■ **AIM OF THE EXERCISE**: In the passage on Shindō Munen-ryū, for how many days did Fukui Hyōemon meditate and train in isolation at the Izuna-Gongen Shrine?

Foundation
- Founder: Fukui Hyōemon Yoshihira
- Date founded: Early 18th century
- Period founded: Edo period (1603–1868)

Current information
- Current headmaster: Branch-dependent

Arts taught
- Art: Description
- Kenjutsu: Sword Art
- Iaijutsu: Sword Drawing Art

Ancestor schools
- Shin Shinkage Ichiden-ryū

Descendant schools
- Funishin-ryū ・ Enshin-ryū ・ Fuso Nen-ryū ・ Shintō Muteki-ryū ・ Shin munen-ryū ・ Shinkan-ryū

= Shindō Munen-ryū =

Japanese koryū martial art school

Shindō Munen-ryū or Shintō Munen-ryū (神道無念流) is a Japanese koryū martial art school founded by Fukui Hyōemon Yoshihira (福井兵右衛門嘉平) in the early 18th century. The style rapidly gained popularity throughout Japan due to the efforts of Togasaki Kumataro, Okada Junmatsu, Saito Yakuro, and his sons Shintaro and Kannosuke.

==History==

===The Feudal Era of Japan===
Fukui Hyōemon (1700–1782) was born in Shimano no Kuni (now Tochigi Prefecture) and learned Shin Shinkage Ichiden Ryu under Nonaka Gonnai received Menkyo Kaiden at a relatively young age.

Hyōemon, unsatisfied, traveled Japan taking part in shinken shobu (death matches) and honing his skills. He became so reputed that he was listed on Imperial and Tokugawa Bakufu records as one of the best swordsmen of his time. Hyoemon continued to travel through Japan until he encountered a small shrine in the Inazuma Mountains. There he found the Izuna-Gongen Shrine where he meditated and trained in isolation for 50 days. On the 50th night he achieved enlightenment. The resulting enlightenment was organized into a rather large syllabus of techniques later codified as "Shindō Munen-ryū".

Hyōemon thereafter traveled to Edo (present day Tokyo) where he opened a dojo in Yotsuya. There he trained a small number of dedicated students until his retirement. Hyōemon then passed the ryu onto his successor Togasaki Kumataro (2nd Generation). His grave can be found in present-day Saitama not too far from his protege's (Togasaki Kumataro).

The fourth successor of Shindō Munen-ryū, Saitō Yakuro Yoshimichi (斎藤弥九郎), established the dojo called Renpeikan (練兵館) in Edo.

Shindō Munen-ryū reached the pinnacle of its popularity towards the end of the Edo period (1603–1868). In this politically unstable time, Shindō Munen-ryū swordsmen participated in both the political and physical battles that came to define the Bakumatsu (1853–1868). It was not uncommon for Shindō Munen-ryū swordsmen of different or even the same dojo to engage each other in combat. Politically active members like Katsura Kogoro and Ito Hirobumi later took active leadership roles in the Meiji Government.

[Stored records]
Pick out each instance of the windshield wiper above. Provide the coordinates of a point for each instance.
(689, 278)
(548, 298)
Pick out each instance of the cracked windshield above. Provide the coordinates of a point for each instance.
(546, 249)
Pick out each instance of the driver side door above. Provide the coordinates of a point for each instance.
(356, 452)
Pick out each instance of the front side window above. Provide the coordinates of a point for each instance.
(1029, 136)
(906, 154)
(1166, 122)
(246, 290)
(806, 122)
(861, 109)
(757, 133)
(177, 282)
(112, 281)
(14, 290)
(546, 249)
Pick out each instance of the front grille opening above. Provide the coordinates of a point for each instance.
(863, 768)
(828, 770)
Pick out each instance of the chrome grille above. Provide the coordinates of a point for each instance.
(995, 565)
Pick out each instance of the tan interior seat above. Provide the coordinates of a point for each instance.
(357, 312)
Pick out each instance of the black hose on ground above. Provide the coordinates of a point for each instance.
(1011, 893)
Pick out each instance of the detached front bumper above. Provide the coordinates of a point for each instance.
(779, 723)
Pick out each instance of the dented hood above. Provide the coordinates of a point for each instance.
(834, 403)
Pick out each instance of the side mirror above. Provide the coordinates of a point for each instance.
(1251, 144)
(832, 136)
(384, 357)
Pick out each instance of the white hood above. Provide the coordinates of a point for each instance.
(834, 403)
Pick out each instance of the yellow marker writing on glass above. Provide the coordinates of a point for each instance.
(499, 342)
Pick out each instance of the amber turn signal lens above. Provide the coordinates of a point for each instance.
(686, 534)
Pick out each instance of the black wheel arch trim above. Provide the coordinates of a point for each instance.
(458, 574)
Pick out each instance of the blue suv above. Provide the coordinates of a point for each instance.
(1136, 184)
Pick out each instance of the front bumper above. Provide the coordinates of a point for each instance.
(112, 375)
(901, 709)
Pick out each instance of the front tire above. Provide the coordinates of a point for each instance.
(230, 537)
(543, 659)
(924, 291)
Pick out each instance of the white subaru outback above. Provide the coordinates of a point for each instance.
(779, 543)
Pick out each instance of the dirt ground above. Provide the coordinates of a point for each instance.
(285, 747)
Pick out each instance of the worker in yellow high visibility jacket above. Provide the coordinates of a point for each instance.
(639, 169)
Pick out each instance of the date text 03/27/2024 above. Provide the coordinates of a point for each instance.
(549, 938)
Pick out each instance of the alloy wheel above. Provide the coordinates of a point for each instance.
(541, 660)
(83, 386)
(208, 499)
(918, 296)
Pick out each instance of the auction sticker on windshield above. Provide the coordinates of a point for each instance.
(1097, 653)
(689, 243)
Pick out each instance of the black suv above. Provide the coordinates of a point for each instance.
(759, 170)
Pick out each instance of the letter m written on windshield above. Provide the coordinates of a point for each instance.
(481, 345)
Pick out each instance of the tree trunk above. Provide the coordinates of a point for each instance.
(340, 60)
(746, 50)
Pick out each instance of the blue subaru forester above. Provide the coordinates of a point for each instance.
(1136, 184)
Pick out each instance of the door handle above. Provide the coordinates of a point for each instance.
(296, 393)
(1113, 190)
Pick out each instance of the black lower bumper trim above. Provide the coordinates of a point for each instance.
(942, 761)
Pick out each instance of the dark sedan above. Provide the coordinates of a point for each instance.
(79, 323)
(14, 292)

■ **WORKED SOLUTION**: 50 days